> _TASK REQUIREMENTS_:
Pictures within the data are to be left out; everything else must be reproduced exactly.

Stored data
^^^^^^^^

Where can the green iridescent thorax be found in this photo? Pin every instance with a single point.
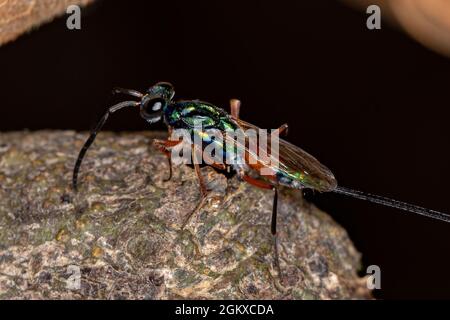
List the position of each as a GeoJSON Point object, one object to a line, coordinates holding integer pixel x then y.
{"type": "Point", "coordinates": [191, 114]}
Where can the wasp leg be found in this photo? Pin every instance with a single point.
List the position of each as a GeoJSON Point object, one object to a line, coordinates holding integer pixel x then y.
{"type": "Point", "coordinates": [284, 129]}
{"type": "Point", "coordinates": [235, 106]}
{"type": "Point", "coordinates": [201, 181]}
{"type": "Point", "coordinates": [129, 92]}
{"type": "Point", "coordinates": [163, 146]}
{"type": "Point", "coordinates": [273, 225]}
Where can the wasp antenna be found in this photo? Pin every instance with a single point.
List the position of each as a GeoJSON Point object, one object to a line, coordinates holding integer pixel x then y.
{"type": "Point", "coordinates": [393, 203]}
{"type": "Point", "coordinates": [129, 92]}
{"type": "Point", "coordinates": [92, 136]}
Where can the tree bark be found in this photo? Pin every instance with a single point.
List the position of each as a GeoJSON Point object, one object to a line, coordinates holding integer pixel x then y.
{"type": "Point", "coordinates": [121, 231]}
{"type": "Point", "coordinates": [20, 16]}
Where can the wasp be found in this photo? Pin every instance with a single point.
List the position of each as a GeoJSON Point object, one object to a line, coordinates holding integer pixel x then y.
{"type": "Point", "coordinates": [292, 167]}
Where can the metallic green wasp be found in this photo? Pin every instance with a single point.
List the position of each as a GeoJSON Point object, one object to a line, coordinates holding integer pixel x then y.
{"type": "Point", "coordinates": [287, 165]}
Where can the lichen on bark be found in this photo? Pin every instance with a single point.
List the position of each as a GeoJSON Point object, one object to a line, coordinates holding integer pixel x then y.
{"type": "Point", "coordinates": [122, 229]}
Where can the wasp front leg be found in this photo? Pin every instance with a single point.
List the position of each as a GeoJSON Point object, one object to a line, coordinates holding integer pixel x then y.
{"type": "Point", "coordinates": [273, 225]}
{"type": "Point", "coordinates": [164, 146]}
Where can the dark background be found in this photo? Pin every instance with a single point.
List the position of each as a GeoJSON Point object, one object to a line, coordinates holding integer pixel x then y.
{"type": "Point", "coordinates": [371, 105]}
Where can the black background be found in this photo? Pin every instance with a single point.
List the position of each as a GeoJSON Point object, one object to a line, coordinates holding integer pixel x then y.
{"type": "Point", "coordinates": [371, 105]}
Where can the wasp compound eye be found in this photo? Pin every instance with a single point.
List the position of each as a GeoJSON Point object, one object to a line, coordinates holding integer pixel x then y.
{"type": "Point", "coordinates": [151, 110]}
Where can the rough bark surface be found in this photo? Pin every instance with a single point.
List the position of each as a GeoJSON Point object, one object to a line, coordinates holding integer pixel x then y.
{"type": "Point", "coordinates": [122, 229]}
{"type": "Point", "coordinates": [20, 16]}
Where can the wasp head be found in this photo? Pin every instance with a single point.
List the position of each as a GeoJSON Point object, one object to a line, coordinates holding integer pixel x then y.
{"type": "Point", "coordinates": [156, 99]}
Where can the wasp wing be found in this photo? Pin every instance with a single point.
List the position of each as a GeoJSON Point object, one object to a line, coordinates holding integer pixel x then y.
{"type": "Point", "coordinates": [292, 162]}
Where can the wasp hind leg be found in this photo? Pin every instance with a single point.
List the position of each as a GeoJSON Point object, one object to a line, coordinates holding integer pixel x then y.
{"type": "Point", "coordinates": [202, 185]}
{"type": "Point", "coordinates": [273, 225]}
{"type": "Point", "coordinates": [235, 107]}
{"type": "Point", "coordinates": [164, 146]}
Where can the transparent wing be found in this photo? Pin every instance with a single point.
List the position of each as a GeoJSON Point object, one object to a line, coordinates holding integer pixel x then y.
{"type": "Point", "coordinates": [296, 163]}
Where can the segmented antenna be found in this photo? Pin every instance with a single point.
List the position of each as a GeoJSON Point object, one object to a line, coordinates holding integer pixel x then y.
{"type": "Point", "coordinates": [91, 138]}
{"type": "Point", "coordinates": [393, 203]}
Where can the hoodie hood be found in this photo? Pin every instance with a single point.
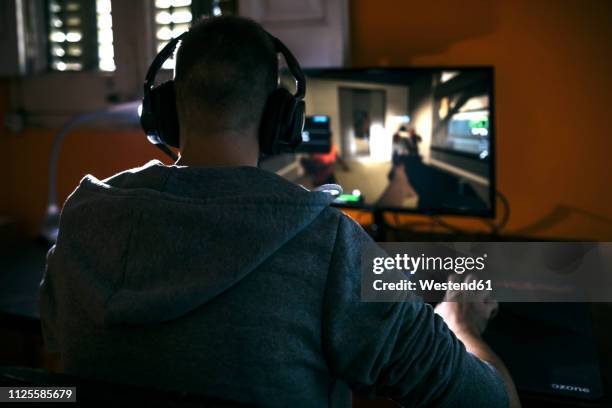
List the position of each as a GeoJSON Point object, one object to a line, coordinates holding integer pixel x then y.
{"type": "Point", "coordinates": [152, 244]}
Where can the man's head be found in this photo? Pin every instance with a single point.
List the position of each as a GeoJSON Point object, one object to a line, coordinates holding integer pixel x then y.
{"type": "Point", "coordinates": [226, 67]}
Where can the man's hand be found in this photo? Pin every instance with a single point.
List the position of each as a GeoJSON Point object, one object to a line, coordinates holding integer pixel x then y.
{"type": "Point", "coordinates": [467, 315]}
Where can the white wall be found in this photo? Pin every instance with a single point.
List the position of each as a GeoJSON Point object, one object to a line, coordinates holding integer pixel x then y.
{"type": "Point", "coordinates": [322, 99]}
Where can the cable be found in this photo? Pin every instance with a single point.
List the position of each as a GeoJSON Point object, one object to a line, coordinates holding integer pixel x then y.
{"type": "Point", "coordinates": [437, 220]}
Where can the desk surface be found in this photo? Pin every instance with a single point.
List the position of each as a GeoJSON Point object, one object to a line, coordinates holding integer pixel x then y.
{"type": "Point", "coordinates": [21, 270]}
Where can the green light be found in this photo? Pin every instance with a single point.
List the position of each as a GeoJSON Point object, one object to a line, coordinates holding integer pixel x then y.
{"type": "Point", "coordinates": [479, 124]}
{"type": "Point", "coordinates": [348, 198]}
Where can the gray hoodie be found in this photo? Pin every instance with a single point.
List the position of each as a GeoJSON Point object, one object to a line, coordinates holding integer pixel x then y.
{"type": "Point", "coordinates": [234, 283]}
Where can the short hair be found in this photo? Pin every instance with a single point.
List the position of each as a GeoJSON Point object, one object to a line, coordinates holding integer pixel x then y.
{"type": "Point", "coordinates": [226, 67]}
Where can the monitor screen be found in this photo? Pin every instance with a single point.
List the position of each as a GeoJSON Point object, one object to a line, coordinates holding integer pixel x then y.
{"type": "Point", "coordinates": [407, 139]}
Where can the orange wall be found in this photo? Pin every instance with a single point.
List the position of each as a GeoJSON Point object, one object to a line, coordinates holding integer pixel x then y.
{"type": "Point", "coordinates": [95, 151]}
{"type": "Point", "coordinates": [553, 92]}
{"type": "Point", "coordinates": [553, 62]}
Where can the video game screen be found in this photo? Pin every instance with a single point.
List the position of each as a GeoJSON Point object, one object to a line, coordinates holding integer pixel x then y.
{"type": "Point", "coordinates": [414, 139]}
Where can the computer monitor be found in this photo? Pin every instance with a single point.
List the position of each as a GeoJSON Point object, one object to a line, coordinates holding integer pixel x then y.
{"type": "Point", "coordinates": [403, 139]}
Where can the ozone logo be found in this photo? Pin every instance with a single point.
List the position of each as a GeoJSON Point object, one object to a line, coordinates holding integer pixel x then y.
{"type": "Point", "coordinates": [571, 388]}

^^^^^^^^

> _RESPONSE TO THIS EXERCISE_:
Where can the green iridescent thorax be found in this photo? Pin every instance with a single point.
List the position of each as a GeoJSON Point object, one object to a line, coordinates holding integer pixel x then y.
{"type": "Point", "coordinates": [191, 114]}
Where can the wasp leg be found in this photo? Pin every instance with a single point.
List the position of each as a GeoJSON Point object, one object to a line, coordinates holding integer pixel x then y.
{"type": "Point", "coordinates": [284, 129]}
{"type": "Point", "coordinates": [235, 106]}
{"type": "Point", "coordinates": [201, 181]}
{"type": "Point", "coordinates": [129, 92]}
{"type": "Point", "coordinates": [163, 146]}
{"type": "Point", "coordinates": [273, 225]}
Where can the wasp antenna be found in this photo? Pin every instance with a single point.
List the position of each as a GeoJSON Point object, one object to a line, coordinates holding integer pixel x then y.
{"type": "Point", "coordinates": [393, 203]}
{"type": "Point", "coordinates": [129, 92]}
{"type": "Point", "coordinates": [92, 136]}
Where can the tree bark be found in this photo? Pin every instance with a single point.
List the position of each as a GeoJSON Point object, one object to a line, coordinates holding integer pixel x then y.
{"type": "Point", "coordinates": [121, 231]}
{"type": "Point", "coordinates": [20, 16]}
Where can the wasp be found in this photo? Pin every instance with a single point.
List the position of each as a GeoJSON Point object, one object to a line, coordinates holding integer pixel x then y.
{"type": "Point", "coordinates": [292, 167]}
Where can the metallic green wasp be found in this photo? Pin every instance with a single point.
List the position of each as a GeoJSON Point object, one object to a line, coordinates holding integer pixel x then y.
{"type": "Point", "coordinates": [287, 165]}
Where can the lichen on bark be found in this photo? Pin every instance with a single point.
List the position of each as a GeoJSON Point object, one object to a line, coordinates holding integer pixel x then y.
{"type": "Point", "coordinates": [122, 229]}
Where can the wasp front leg be found in this photo? Pin every instance with a single point.
List the position of each as a GeoJSON Point object, one object to a line, coordinates holding integer pixel x then y.
{"type": "Point", "coordinates": [273, 225]}
{"type": "Point", "coordinates": [164, 146]}
Where can the dark background be found in this photo? Pin every instance with a single point.
List the position of each as a GeoJSON Point object, one object to a line, coordinates holding integer pixel x then y.
{"type": "Point", "coordinates": [371, 105]}
Where can the black background be found in this photo? Pin every instance with a single point.
List the position of each as a GeoJSON Point object, one object to a line, coordinates holding integer pixel x then y.
{"type": "Point", "coordinates": [371, 105]}
Where can the wasp compound eye be found in this photo? Pin every instance with a single point.
List the position of each as a GeoJSON Point object, one object to a line, coordinates holding integer pixel x then y.
{"type": "Point", "coordinates": [151, 110]}
Where can the rough bark surface be found in this photo? Pin every instance with a single point.
List the position of each as a GeoJSON Point object, one object to a line, coordinates holding integer pixel x then y.
{"type": "Point", "coordinates": [122, 229]}
{"type": "Point", "coordinates": [20, 16]}
Where can the wasp head be found in this photo? Pin every instance with a single point.
List the position of each as a GeoJSON Point object, one object to a line, coordinates holding integer pixel x then y.
{"type": "Point", "coordinates": [156, 99]}
Where can the wasp wing be found in this photo? Pin every instance with a single point.
List the position of each as a GeoJSON Point object, one object to a line, coordinates holding integer pixel x then y.
{"type": "Point", "coordinates": [292, 162]}
Where can the wasp hind leg be found in this photo? Pin every instance with a single point.
List the position of each as a GeoJSON Point object, one object to a line, coordinates holding integer pixel x then y.
{"type": "Point", "coordinates": [202, 185]}
{"type": "Point", "coordinates": [273, 225]}
{"type": "Point", "coordinates": [235, 107]}
{"type": "Point", "coordinates": [164, 146]}
Where can the transparent wing be found in this photo? Pin every instance with a single point.
List the position of each as a GeoJSON Point object, one object to a line, coordinates holding integer pixel x then y.
{"type": "Point", "coordinates": [296, 163]}
Where can the segmented antenna be found in this photo? Pin every instance with a single point.
List the position of each as a GeoJSON Point object, one object to a line, coordinates holding integer pixel x then y.
{"type": "Point", "coordinates": [91, 138]}
{"type": "Point", "coordinates": [393, 203]}
Where can the hoodie hood be found in this photo? Pin every instance with a single point.
List the position of each as a GeoJSON Point object, one object to a line, coordinates holding integer pixel x then y.
{"type": "Point", "coordinates": [152, 244]}
Where can the man's head be found in this photo? Pin every instance with a single point.
List the position of each as a GeoJSON Point object, one object to a line, coordinates holding integer pixel x then y.
{"type": "Point", "coordinates": [226, 67]}
Where can the man's hand be found in this photo? Pin every instance with a single point.
List the position of each as a GeoJSON Point object, one object to a line, coordinates holding integer pixel x then y.
{"type": "Point", "coordinates": [467, 315]}
Where can the white wall be found in this photo? Pin every instance with a single point.
List the position of each as a GeoJSON Point object, one object to a line, coordinates holding integer pixel x then y.
{"type": "Point", "coordinates": [322, 99]}
Where can the cable be found in this photo? Pin every instance with a single point.
List the position of each as a GeoJSON Point object, one object to a line, coordinates holding integer pixel x then y.
{"type": "Point", "coordinates": [437, 220]}
Where can the desk surface be found in this photo? Pin every instance with a single point.
List the position of each as a GeoJSON Point object, one object to a line, coordinates holding integer pixel x then y.
{"type": "Point", "coordinates": [21, 270]}
Where can the green light be found in this photo? Pin every instance with a single point.
List the position of each as a GeoJSON Point object, one object to a line, coordinates holding integer pixel x then y.
{"type": "Point", "coordinates": [479, 124]}
{"type": "Point", "coordinates": [348, 198]}
Where can the gray hoodie be found in this photo? Pin every instance with a single point.
List the position of each as a GeoJSON Point object, one object to a line, coordinates holding integer pixel x then y.
{"type": "Point", "coordinates": [234, 283]}
Where can the short hair be found in this photo? Pin every instance with a single point.
List the position of each as a GeoJSON Point object, one object to a line, coordinates holding integer pixel x then y.
{"type": "Point", "coordinates": [226, 67]}
Where can the monitor screen be found in this photo? Pin every instance with a single point.
List the position of each as a GeoJSON Point object, one object to a line, coordinates holding integer pixel x then y.
{"type": "Point", "coordinates": [407, 139]}
Where can the orange wall be found in this photo? Pin every instance with a single point.
List the position of each as a GeoJSON Point object, one object to a line, coordinates holding integer pixel x then y.
{"type": "Point", "coordinates": [95, 151]}
{"type": "Point", "coordinates": [553, 92]}
{"type": "Point", "coordinates": [553, 62]}
Where can the video game screen be found in this photo? Pin every instance with a single point.
List the position of each as a GeoJSON Point object, one object to a line, coordinates holding integer pixel x then y.
{"type": "Point", "coordinates": [414, 139]}
Where can the computer monitor be found in this photo? Pin every instance with a single point.
List the position of each as a GeoJSON Point object, one object to a line, coordinates holding integer pixel x then y.
{"type": "Point", "coordinates": [403, 139]}
Where can the ozone logo be found in this photo? Pin every instance with a single point.
List the position of each as a GeoJSON Point object, one object to a line, coordinates holding integer pixel x then y.
{"type": "Point", "coordinates": [571, 388]}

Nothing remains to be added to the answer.